[EXTRACTED DATA]:
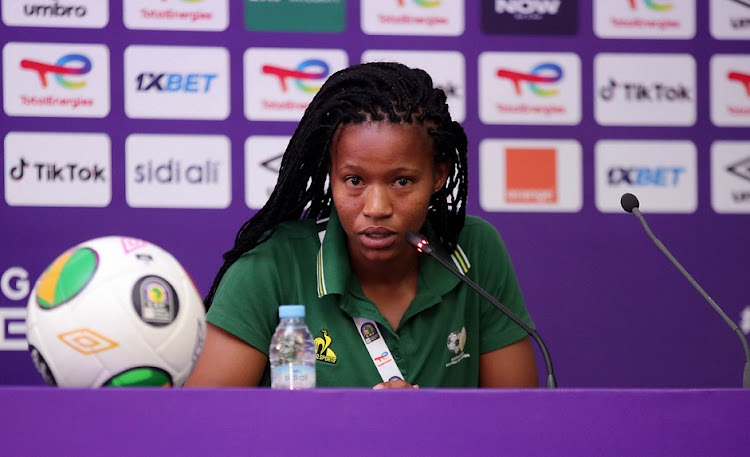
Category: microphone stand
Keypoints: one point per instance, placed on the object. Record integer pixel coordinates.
(631, 205)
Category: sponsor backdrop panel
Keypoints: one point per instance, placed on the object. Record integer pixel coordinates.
(167, 121)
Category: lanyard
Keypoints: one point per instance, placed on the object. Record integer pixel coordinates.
(378, 349)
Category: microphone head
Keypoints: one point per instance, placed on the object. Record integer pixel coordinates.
(628, 202)
(418, 241)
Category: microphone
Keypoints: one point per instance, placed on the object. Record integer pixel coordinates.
(422, 245)
(630, 204)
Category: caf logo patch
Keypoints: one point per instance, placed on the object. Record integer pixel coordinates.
(323, 352)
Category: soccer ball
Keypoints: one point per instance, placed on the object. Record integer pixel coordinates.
(115, 311)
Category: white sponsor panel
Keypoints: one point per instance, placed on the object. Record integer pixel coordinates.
(263, 155)
(58, 80)
(670, 19)
(645, 89)
(281, 82)
(57, 169)
(178, 171)
(730, 176)
(412, 17)
(530, 175)
(211, 15)
(92, 14)
(13, 329)
(530, 88)
(447, 69)
(662, 174)
(730, 19)
(177, 82)
(730, 90)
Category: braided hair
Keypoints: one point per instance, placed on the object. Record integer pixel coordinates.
(381, 92)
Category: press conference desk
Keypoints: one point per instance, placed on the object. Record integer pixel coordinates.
(330, 422)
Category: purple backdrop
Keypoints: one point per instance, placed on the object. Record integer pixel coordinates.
(611, 308)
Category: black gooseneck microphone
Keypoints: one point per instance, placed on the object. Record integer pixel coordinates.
(630, 204)
(423, 246)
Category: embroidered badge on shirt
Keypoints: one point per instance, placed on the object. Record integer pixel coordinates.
(323, 352)
(369, 332)
(456, 342)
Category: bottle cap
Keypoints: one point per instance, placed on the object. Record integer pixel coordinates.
(291, 311)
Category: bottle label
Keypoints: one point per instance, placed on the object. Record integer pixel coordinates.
(293, 376)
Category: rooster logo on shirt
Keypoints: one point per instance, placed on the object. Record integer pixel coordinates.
(323, 351)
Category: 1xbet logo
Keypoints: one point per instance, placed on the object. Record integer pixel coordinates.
(302, 73)
(60, 69)
(175, 82)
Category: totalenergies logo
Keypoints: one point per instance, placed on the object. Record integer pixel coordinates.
(651, 4)
(544, 73)
(742, 78)
(60, 69)
(309, 70)
(422, 3)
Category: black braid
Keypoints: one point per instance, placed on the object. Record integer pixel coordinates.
(382, 91)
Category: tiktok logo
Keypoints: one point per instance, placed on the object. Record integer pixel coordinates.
(59, 70)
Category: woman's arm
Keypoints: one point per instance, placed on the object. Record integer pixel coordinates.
(510, 366)
(227, 361)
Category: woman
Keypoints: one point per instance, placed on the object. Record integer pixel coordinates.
(375, 155)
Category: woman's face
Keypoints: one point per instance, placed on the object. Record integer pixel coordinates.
(382, 177)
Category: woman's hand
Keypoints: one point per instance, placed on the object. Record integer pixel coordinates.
(395, 384)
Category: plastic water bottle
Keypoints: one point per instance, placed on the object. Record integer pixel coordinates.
(292, 353)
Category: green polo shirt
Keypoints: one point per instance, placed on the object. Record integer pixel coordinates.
(440, 337)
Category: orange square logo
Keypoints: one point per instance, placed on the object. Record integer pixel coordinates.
(530, 175)
(86, 341)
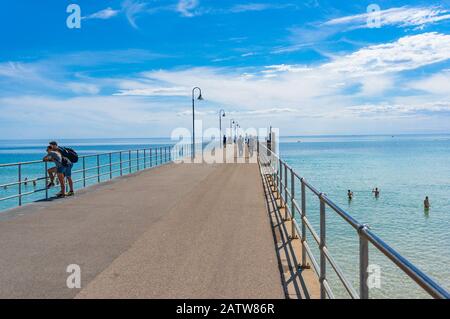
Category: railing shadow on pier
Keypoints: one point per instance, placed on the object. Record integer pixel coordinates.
(295, 285)
(283, 180)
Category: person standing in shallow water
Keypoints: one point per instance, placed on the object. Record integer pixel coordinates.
(426, 203)
(376, 192)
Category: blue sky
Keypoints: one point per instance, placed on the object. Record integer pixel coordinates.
(307, 67)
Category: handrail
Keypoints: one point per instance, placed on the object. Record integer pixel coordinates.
(129, 161)
(279, 174)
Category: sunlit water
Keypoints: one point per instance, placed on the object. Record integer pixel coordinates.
(406, 169)
(34, 150)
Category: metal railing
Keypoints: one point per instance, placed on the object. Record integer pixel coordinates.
(90, 169)
(280, 173)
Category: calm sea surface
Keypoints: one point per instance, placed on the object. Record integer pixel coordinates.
(405, 168)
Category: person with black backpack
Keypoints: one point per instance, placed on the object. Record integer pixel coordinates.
(68, 158)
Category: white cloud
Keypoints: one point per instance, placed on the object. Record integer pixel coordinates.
(103, 14)
(402, 17)
(186, 7)
(257, 7)
(407, 53)
(155, 91)
(132, 9)
(386, 110)
(437, 84)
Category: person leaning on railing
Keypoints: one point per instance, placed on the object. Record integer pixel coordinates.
(63, 169)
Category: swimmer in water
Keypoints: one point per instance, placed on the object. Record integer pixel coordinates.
(426, 203)
(376, 192)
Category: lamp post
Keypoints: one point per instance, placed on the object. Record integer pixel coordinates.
(221, 114)
(231, 128)
(193, 116)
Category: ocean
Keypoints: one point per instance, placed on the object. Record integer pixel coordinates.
(405, 168)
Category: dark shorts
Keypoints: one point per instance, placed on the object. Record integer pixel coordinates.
(66, 170)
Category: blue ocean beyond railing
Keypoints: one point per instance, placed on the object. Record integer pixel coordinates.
(26, 182)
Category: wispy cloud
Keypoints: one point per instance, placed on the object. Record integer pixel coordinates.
(104, 14)
(187, 7)
(155, 91)
(402, 17)
(132, 9)
(257, 7)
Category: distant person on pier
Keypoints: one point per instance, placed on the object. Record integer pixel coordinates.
(376, 192)
(426, 203)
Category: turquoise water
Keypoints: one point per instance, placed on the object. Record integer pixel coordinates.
(405, 169)
(33, 150)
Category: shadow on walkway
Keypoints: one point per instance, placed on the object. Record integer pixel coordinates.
(298, 283)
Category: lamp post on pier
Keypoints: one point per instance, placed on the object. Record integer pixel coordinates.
(231, 128)
(221, 114)
(193, 116)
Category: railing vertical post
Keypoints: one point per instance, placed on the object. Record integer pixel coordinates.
(84, 172)
(129, 161)
(363, 265)
(20, 183)
(110, 166)
(98, 168)
(120, 163)
(145, 158)
(46, 179)
(294, 236)
(151, 158)
(323, 263)
(286, 217)
(304, 265)
(137, 159)
(280, 181)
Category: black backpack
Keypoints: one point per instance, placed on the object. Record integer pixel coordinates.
(69, 153)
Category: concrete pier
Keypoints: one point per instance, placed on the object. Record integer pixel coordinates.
(176, 231)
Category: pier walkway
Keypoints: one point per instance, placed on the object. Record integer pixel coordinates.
(175, 231)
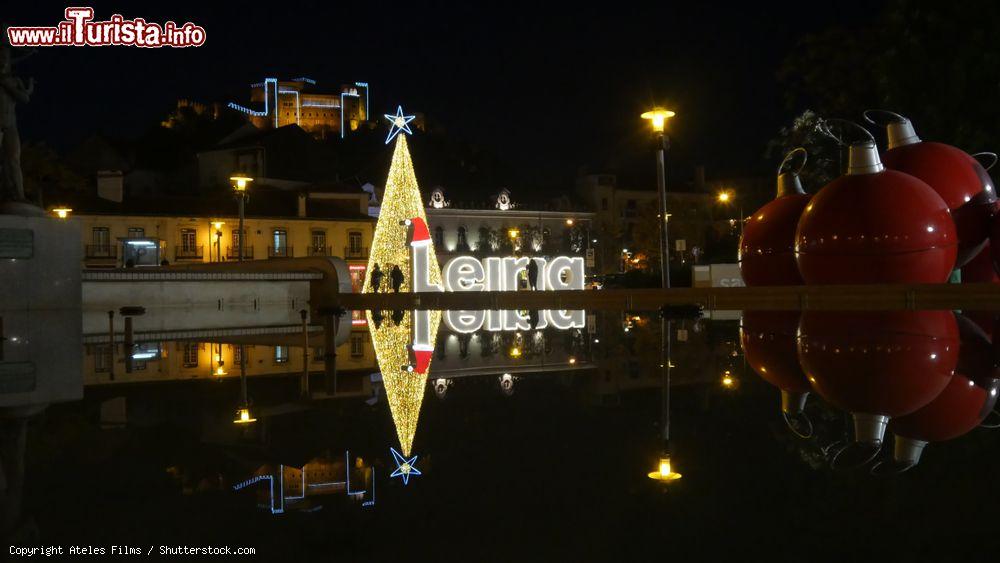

[WHAT IS NEEDED]: Return the listing above word for word. Keep the images out.

[ANSWER BOX]:
Category: microphone stand
Keypoints: one point per instance, placed on the object. Record integer pixel coordinates.
(631, 205)
Category: sponsor backdrop panel
Keypoints: one point per instance, placed on the object. Record integer pixel coordinates.
(167, 121)
Category: lanyard
Keypoints: one point per instance, placed on the object. Record integer pixel coordinates.
(378, 349)
Category: microphone head
Keypoints: one point per instance, placed on the object. Record integer pixel coordinates.
(628, 202)
(418, 241)
Category: microphone
Keypoints: one point per instance, placed on the object. Record integer pixel coordinates.
(422, 245)
(630, 204)
Category: caf logo patch
Keypoints: one point per instance, placed on the object. Record integer pixel coordinates.
(323, 352)
Category: soccer ball
Keypoints: one point per instance, placed on the object. Record integer pixel coordinates.
(115, 311)
Category: white sponsor panel
Keypoints: one point per instance, placed on the object. Record integer pixel coordinates.
(263, 155)
(58, 80)
(670, 19)
(645, 89)
(281, 82)
(57, 169)
(178, 171)
(730, 176)
(412, 17)
(530, 175)
(211, 15)
(92, 14)
(13, 329)
(530, 88)
(447, 69)
(662, 174)
(730, 19)
(177, 82)
(730, 90)
Category: braided hair
Keypoints: one point per instance, placed on the object. Record integer pixel coordinates.
(381, 92)
Category: press conference desk
Keypoints: one point per instance, placed on the object. Record integer pixel coordinates.
(330, 422)
Category: purple backdrop
Keypoints: one point per instance, placed on the object. Record integer pixel coordinates.
(611, 308)
Category: black gooseneck microphone
Keypoints: one point per instance, placed on the object. Record integer pixel coordinates.
(630, 204)
(423, 246)
Category: embroidered badge on shirt
Keypoints: one point per instance, placed on the object. Record integer pixel coordinates.
(323, 352)
(369, 332)
(456, 342)
Category: bottle cap
Keypoints: one point per instance, placed on the object. Record integer pixel coordinates.
(291, 311)
Category: bottle label
Keypoints: one point per instance, placed on the object. Record integer pixel coordinates.
(293, 376)
Category: rooster logo on shirt
Keypoints: one point per instance, placed on the object. Record integer pixel coordinates.
(323, 351)
Category: 1xbet logo
Keypoints: one point per instance, placed on the object. Record integer pixel coordinates.
(302, 73)
(60, 69)
(175, 82)
Category: totalenergies logo
Keypoints: one point per instance, placed on the object. Record integer pixel coordinates.
(651, 4)
(544, 73)
(742, 78)
(60, 69)
(309, 70)
(422, 3)
Category: black braid
Keypoints: one point per instance, placed on the object. Record integer pixel coordinates.
(382, 91)
Category: tiktok logo
Keypoints: one point per instance, placed on the object. Record integer pixel coordinates.
(59, 70)
Category: woman's arm
Keypoints: one point per instance, placed on the object. Record integer pixel coordinates.
(510, 366)
(227, 361)
Category: woman
Keypoints: one point per instance, placed on the object. Record integer pixel coordinates.
(375, 155)
Category: woman's face
Keypoints: one point per instance, placed on the object. Record integer pixel coordinates.
(382, 177)
Category: woman's hand
Keypoints: one point per instance, placed on the object. Record integer pixel coordinates.
(395, 384)
Category: plastic water bottle
Keypoints: one point per instance, placed on the object. Record integer pixel coordinates.
(292, 353)
Category: green polo shirt
Keypoints: one point per instance, placed on the object. Record integer pixel coordinates.
(440, 337)
Category: orange square logo
Keypoints: one point per instance, placed on the object. Record integer pixel coordinates.
(530, 175)
(86, 341)
Category: railing shadow on pier
Keypoints: one point per instance, placed on the object. Record integer pixel coordinates.
(295, 285)
(283, 180)
Category: person standing in shallow water
Keypoints: one point per instance, placed on the object. Record integer pixel coordinates.
(426, 203)
(376, 192)
Category: blue sky
Keypoints: one point per instance, placed on the object. Record integer pixel coordinates.
(307, 67)
Category: handrail
Keypoints: one point per instance, placed on the object. Record integer pixel coordinates.
(129, 161)
(279, 174)
Category: sunlit water
Keypoints: one point per instance, placed on the object. Record integer pixel coordinates.
(406, 169)
(34, 150)
Category: metal railing
Keypoints: one point per instance, placed on the object. Record integer pixel coordinates.
(90, 169)
(280, 173)
Category: calm sea surface
Keypoints: one point per instance, placed on the object. Record integer pixel coordinates.
(405, 168)
Category: person with black backpack
Keypoints: one point per instance, placed on the object. Record integer pixel coordinates.
(68, 158)
Category: white cloud
Keypoints: one point per instance, placed on the object. Record integer pixel coordinates.
(103, 14)
(402, 17)
(186, 7)
(257, 7)
(407, 53)
(155, 91)
(132, 9)
(386, 110)
(437, 84)
Category: person leaning on railing
Keypoints: one point per instance, placed on the object. Record integer pixel coordinates.
(63, 169)
Category: swimmer in water
Keypoints: one point per instance, placed on the object. Record integer pixel coordinates.
(426, 203)
(376, 192)
Category: lamp post
Keypoints: one point per instance, placed on the object. Record integer pixel coordinates.
(221, 114)
(231, 128)
(193, 116)
Category: ocean
Keypoints: one point per instance, placed on the object. Record integer pixel coordinates.
(405, 168)
Category: dark shorts
Keypoints: one point per instance, placed on the object. Record integer pixel coordinates.
(66, 170)
Category: blue ocean beyond railing
Keypoints: one point per instance, placed on the object. Record integer pixel coordinates.
(26, 182)
Category: wispy cloud
Keypoints: one point per instance, placed on the object. Record integer pixel coordinates.
(104, 14)
(187, 7)
(155, 91)
(402, 17)
(132, 9)
(257, 7)
Category: distant person on pier
Keypoints: one point per instance, placed on the object. Record integer pixel coordinates.
(376, 192)
(426, 203)
Category: turquoise water
Keypoints: one point per instance, placed on the object. Record integer pixel coordinates.
(405, 169)
(33, 150)
Category: shadow on walkway
Keypoints: one point per instance, placed on the object. Record integer pixel coordinates.
(298, 283)
Category: lamp post on pier
Keypoints: one point per instance, placed on the object. Record integer pixel coordinates.
(231, 128)
(221, 114)
(193, 116)
Category: railing vertical post
Keypoints: one point per instance, placed on the object. Record integer pixel coordinates.
(84, 172)
(129, 161)
(363, 265)
(20, 183)
(110, 166)
(98, 168)
(120, 163)
(145, 158)
(46, 179)
(294, 236)
(151, 158)
(323, 263)
(286, 217)
(304, 265)
(137, 159)
(280, 181)
Category: black backpack
Keypoints: one point per instance, placed on the object. Record integer pixel coordinates.
(69, 153)
Category: concrete pier
Keypoints: one point per instance, placed on the object. Record integer pixel coordinates.
(176, 231)
Category: pier walkway
Keypoints: one point per instance, placed on the object. Record integer pixel coordinates.
(175, 231)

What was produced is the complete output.